To do:
**1.** According to the text on the subjunctive mood, what is its most common and recognizable use?
**2.** Retype the passage of the text on the subjunctive mood between "The subjunctive mood is a" and "a declarative statement.", inclusive, with no changes.

Given text:

**********

The subjunctive mood is a verb form that is used to express doubt or uncertainty in a statement. When someone says something that is doubtful or that is clearly known to be false, the subjunctive mood changes the form of the verb to express that feeling. Another time when the subjunctive mood is used is to convey that a speaker is stating something that is a wish, hope, or of uncertain outcome. This verb in such circumstances is different than the verb that would be used in the indicative mood, even if the rest of the sentence is a declarative statement.

Conditional sentences or statements are the most common and recognizable use of the subjunctive mood. A phrase that begins with if and then states a condition that is either uncertain or known to be false should contain a verb in the subjunctive mood. For example, someone might say, "If I were rich, I would" which indicates a condition that is known to be false and an idea that is dependent on that condition. The verb "were" is the present subjunctive form of the verb "to be."

Woman standing behind a stack of books
Woman standing behind a stack of books

The expression of a wish or hope, or the statement of an outcome that is uncertain also calls for the use of the subjunctive mood. The phrase "I wish" is typically followed by another phrase that is not yet true or that may not happen. This uncertainty is expressed by using the subjunctive form of the verb.

**********

Dataset entries:
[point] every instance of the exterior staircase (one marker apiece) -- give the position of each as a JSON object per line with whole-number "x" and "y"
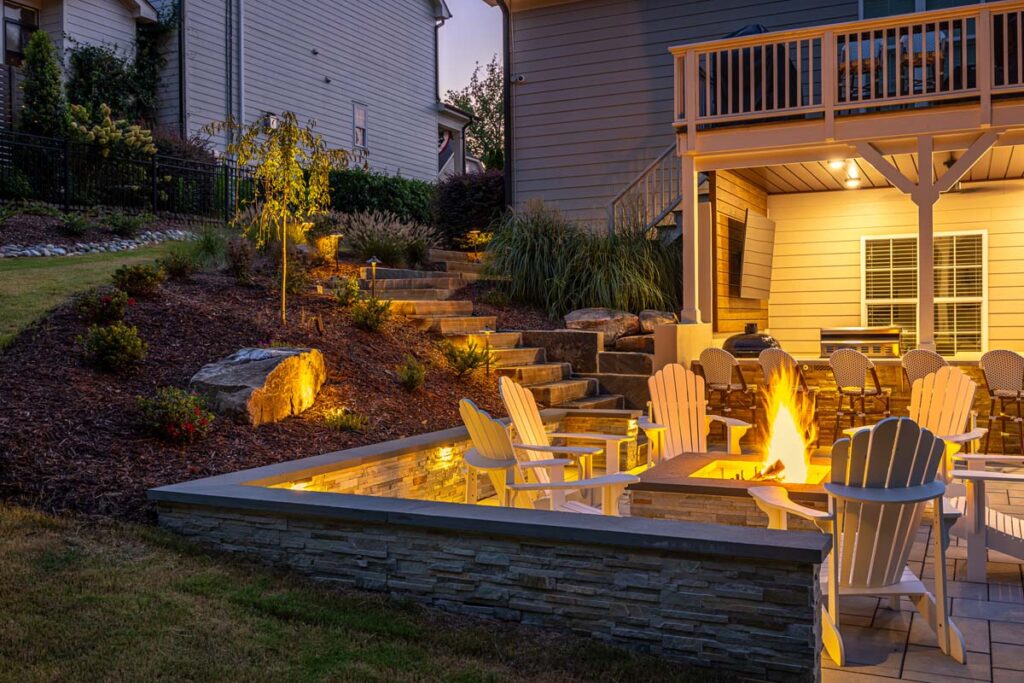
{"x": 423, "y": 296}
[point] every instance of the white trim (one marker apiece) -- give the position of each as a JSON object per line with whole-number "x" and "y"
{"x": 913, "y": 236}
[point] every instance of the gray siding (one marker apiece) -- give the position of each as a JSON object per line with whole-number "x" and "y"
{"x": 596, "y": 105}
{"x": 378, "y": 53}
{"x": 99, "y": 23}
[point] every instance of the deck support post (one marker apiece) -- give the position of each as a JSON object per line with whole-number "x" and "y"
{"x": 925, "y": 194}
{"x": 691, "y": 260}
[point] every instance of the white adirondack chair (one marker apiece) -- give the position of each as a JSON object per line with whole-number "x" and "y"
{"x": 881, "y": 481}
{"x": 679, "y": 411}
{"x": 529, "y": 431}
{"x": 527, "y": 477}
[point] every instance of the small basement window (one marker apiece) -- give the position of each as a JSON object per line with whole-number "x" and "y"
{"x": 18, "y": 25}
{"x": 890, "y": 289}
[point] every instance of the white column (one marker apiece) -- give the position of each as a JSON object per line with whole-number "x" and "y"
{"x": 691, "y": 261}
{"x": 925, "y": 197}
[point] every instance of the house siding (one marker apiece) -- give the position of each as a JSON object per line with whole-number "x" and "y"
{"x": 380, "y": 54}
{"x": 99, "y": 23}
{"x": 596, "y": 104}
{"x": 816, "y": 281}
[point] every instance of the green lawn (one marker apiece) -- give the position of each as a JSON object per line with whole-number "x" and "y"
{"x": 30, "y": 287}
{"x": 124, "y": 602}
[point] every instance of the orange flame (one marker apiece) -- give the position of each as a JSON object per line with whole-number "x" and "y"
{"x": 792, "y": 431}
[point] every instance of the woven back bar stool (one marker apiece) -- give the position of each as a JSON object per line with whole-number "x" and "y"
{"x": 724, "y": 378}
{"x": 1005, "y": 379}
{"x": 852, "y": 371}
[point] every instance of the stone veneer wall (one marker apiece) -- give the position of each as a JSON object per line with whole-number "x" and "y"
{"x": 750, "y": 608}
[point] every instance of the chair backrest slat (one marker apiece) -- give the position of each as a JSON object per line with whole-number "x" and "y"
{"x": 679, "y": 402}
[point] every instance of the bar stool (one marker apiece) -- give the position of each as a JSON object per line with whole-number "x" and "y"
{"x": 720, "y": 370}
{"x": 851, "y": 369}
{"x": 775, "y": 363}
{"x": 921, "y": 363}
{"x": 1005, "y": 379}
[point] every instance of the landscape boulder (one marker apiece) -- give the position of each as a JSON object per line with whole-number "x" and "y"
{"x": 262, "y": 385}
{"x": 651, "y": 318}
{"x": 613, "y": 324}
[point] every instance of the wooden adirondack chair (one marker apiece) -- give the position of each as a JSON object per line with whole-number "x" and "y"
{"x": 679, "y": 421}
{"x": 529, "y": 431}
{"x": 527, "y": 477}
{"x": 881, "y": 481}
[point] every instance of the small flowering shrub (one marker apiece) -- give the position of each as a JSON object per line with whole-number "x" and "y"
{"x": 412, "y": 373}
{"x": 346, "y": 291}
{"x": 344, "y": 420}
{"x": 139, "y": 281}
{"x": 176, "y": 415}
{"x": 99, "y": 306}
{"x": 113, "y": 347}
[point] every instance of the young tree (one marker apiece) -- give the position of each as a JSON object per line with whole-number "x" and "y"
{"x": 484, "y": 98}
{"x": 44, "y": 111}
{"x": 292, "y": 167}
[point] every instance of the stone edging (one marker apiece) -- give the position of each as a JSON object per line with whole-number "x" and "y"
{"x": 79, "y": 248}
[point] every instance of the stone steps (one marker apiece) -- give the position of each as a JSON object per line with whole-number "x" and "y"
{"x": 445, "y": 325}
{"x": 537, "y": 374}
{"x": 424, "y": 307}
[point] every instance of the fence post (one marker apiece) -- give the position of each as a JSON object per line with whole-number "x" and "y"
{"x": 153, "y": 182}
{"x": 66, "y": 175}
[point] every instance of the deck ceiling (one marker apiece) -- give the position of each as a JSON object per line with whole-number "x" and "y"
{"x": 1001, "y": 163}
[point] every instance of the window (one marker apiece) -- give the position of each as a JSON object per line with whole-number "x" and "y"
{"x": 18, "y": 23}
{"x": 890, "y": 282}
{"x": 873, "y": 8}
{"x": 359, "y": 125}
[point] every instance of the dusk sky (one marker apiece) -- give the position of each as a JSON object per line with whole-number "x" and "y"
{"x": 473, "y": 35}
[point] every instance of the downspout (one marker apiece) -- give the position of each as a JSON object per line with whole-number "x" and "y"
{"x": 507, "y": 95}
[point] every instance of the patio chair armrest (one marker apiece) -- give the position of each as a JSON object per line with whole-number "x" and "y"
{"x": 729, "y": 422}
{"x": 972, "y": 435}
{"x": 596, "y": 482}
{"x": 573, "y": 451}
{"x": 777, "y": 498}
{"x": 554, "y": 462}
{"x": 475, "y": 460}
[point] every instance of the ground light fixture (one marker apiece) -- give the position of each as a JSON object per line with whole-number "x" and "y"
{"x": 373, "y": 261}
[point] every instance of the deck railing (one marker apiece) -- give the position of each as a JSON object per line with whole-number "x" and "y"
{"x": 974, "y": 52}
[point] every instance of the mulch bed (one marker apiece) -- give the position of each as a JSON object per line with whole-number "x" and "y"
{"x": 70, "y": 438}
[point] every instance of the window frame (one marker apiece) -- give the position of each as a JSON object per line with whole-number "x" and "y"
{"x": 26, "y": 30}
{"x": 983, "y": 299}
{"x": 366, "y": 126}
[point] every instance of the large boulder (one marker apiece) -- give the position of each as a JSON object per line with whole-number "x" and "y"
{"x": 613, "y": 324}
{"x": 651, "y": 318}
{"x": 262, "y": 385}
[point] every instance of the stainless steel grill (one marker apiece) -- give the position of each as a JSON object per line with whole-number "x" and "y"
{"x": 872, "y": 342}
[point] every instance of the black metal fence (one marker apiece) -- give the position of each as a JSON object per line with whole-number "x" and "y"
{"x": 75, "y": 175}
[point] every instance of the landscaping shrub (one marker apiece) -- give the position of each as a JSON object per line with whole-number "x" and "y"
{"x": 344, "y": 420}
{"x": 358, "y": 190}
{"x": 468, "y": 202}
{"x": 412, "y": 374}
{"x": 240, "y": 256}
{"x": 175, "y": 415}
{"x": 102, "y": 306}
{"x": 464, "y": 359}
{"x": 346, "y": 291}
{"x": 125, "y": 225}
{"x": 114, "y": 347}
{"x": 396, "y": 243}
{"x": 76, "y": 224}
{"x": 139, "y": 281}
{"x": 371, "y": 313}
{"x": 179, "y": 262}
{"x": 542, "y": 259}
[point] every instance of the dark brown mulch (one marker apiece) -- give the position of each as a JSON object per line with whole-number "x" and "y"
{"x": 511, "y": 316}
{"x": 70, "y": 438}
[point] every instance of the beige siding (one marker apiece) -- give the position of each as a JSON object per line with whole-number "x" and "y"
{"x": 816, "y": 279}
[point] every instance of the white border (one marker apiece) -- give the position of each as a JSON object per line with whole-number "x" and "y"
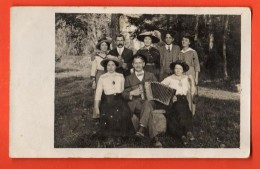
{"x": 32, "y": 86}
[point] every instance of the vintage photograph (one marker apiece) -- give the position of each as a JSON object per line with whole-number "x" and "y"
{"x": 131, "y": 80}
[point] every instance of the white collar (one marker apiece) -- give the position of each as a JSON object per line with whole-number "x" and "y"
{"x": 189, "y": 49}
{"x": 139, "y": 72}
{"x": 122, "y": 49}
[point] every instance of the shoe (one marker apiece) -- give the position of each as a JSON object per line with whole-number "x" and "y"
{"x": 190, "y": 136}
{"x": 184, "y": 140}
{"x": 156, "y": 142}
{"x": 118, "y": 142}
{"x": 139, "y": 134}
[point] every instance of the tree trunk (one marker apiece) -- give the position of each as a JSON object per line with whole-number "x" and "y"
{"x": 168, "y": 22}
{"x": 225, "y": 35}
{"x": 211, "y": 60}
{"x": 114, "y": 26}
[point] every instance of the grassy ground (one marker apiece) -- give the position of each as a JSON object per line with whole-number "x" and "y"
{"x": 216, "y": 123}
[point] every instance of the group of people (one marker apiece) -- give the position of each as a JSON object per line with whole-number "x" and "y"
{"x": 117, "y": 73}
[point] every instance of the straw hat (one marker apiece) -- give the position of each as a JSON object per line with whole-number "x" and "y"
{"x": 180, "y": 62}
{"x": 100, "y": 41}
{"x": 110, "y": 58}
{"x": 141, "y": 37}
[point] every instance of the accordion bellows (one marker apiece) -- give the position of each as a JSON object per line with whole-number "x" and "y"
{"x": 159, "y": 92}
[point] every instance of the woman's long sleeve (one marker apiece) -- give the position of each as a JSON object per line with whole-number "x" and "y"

**********

Responses in order:
**1.** Conditional sentences or statements.

**2.**
The subjunctive mood is a verb form that is used to express doubt or uncertainty in a statement. When someone says something that is doubtful or that is clearly known to be false, the subjunctive mood changes the form of the verb to express that feeling. Another time when the subjunctive mood is used is to convey that a speaker is stating something that is a wish, hope, or of uncertain outcome. This verb in such circumstances is different than the verb that would be used in the indicative mood, even if the rest of the sentence is a declarative statement.